Task details -> Write out the material again exactly, please, and omit the pictures.

[Point annotation records]

----------

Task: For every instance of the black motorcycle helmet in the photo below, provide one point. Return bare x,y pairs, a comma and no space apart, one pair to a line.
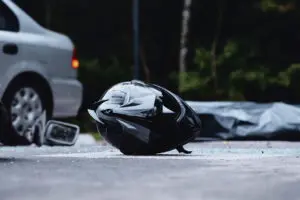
143,119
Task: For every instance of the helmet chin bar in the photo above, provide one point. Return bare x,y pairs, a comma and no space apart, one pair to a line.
142,119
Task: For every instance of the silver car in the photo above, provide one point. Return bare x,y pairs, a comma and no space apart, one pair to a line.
38,69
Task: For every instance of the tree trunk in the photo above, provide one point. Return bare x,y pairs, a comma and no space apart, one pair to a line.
48,13
183,41
215,44
144,64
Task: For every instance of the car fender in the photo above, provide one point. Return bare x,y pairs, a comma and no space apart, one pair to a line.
19,68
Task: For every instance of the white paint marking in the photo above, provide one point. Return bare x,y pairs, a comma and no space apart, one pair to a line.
166,156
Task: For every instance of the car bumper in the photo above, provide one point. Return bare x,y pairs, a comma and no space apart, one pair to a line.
67,97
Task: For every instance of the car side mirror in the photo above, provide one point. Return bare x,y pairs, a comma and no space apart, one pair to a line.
59,133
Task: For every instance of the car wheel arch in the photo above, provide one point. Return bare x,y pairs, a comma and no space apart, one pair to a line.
34,77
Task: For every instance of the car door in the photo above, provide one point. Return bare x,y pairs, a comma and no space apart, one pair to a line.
9,49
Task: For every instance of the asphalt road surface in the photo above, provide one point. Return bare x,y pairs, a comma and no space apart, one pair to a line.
214,171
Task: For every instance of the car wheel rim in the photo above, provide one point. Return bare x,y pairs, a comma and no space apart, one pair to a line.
26,107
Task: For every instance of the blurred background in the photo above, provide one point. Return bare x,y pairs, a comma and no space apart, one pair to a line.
236,50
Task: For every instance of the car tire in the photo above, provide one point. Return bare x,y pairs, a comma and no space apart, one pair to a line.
28,113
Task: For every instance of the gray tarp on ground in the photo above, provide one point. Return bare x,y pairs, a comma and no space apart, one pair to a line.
247,120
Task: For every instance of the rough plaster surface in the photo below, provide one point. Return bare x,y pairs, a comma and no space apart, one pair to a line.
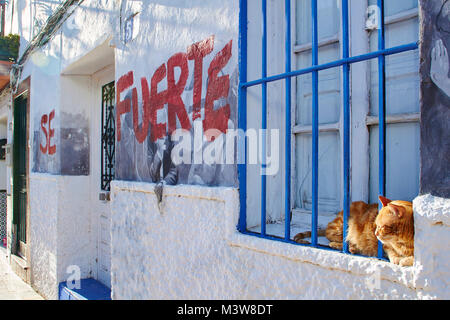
43,234
191,250
61,233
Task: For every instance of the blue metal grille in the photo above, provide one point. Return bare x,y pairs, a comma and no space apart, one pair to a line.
108,135
345,63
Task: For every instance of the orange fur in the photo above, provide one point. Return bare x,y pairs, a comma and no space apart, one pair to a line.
393,225
395,229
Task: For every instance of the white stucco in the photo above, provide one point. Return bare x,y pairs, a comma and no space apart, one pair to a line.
191,250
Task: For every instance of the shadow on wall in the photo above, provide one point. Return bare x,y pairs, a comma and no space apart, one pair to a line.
435,87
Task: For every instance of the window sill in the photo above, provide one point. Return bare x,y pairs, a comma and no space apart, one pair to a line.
329,259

----------

Solution for this task ->
Task: For every instance of the black motorcycle helmet in the photo below, provide one point. Return bare x,y pairs, a comma and no space apart, one pair to a line.
143,119
Task: For every instance of the helmet chin bar in the photo above, provide one point. Return bare x,y pairs, a comma and no space apart, one pair to a line.
142,119
Task: For every instance of the silver car in the photo above, provide one point. Return bare x,y pairs, a comma and no space apart, one pair to a line.
38,69
Task: For every instance of the tree trunk in the photo above, provide one point. Return bare x,y pairs, a comma and no space apart, one pair to a line.
48,13
183,41
215,44
144,64
Task: For every instance of the car fender in the photo above, provide one point. Return bare x,y pairs, a comma and no space apart, one pair to a line.
19,68
Task: For every instance of the white paint marking in the photo above, provide one point. Return bare x,y pairs, a comma and no space apart, one pair to a line.
166,156
Task: For every instance of the car bumper in the photo above, provide one point. Return bare x,y pairs, a comma and no space apart, one pair to a line.
67,97
Task: For every instance of the car side mirror in the photo above, provide one point. Return bare x,y pairs, a comma and no space apart, one pair to a line.
59,133
Task: For every instance of the car wheel arch in the photo above, provide one point. Return bare x,y pairs, a comma and no space apart, one pair to a line.
34,77
Task: For every instance of the car door in the photo above, provide one point. Return bare x,y pairs, a comma and no space apart, one pair to a line.
9,49
Task: For every instance of the asphalt road surface in the photo above, provide one point. Return bare x,y pairs, a comma and no space apart, one pair to a line.
214,171
Task: For every instance of the car wheel rim in the photo above, provide one point. Return bare x,y pairs, a comma and no space apart, one pair to a line.
26,107
Task: For every instance of the blurred background in the photo above, provide one point. Return bare x,y pairs, a comma and no space apart, one pair to a line.
236,50
Task: For every instance of the car tire in the photo above, provide one point. Return bare x,y pairs, a comma and no space apart, one pair to a line.
28,113
Task: For every instance of the gray tarp on ground in the photo above, provide one point. Return bare x,y pairs, a comma and no space apart, one pair to a line.
247,120
Task: For every instance of the rough plaster surface in the photo below, provide one point. Return bare x,y pairs, a comma and no space apart, one pair to a line.
43,234
191,250
61,233
Task: For every instance of the blue metal grille in the photo above, provide one point. Return bare x,y pairs, a comma and no space apart, one pair to a line.
108,135
345,63
Task: For every instance of the orange fur in the photo above, provide one point. Return bare x,y pairs, a comma and no space apart, one pair to a line.
393,225
395,229
Task: For every instance of the white stucco in the photo above, provide one point. Return bare x,y pairs, a comma and no space apart, one pair to a line.
191,250
Task: For every instance of the shadow on wall in the photo above, provide one point. Return bare x,y pairs, a comma and no space apart, one pair to a line.
435,87
Task: For every instance of the window sill in the photo above, provide one point. Return bare x,y pairs, a comma and no space apart, one pair to a line.
329,259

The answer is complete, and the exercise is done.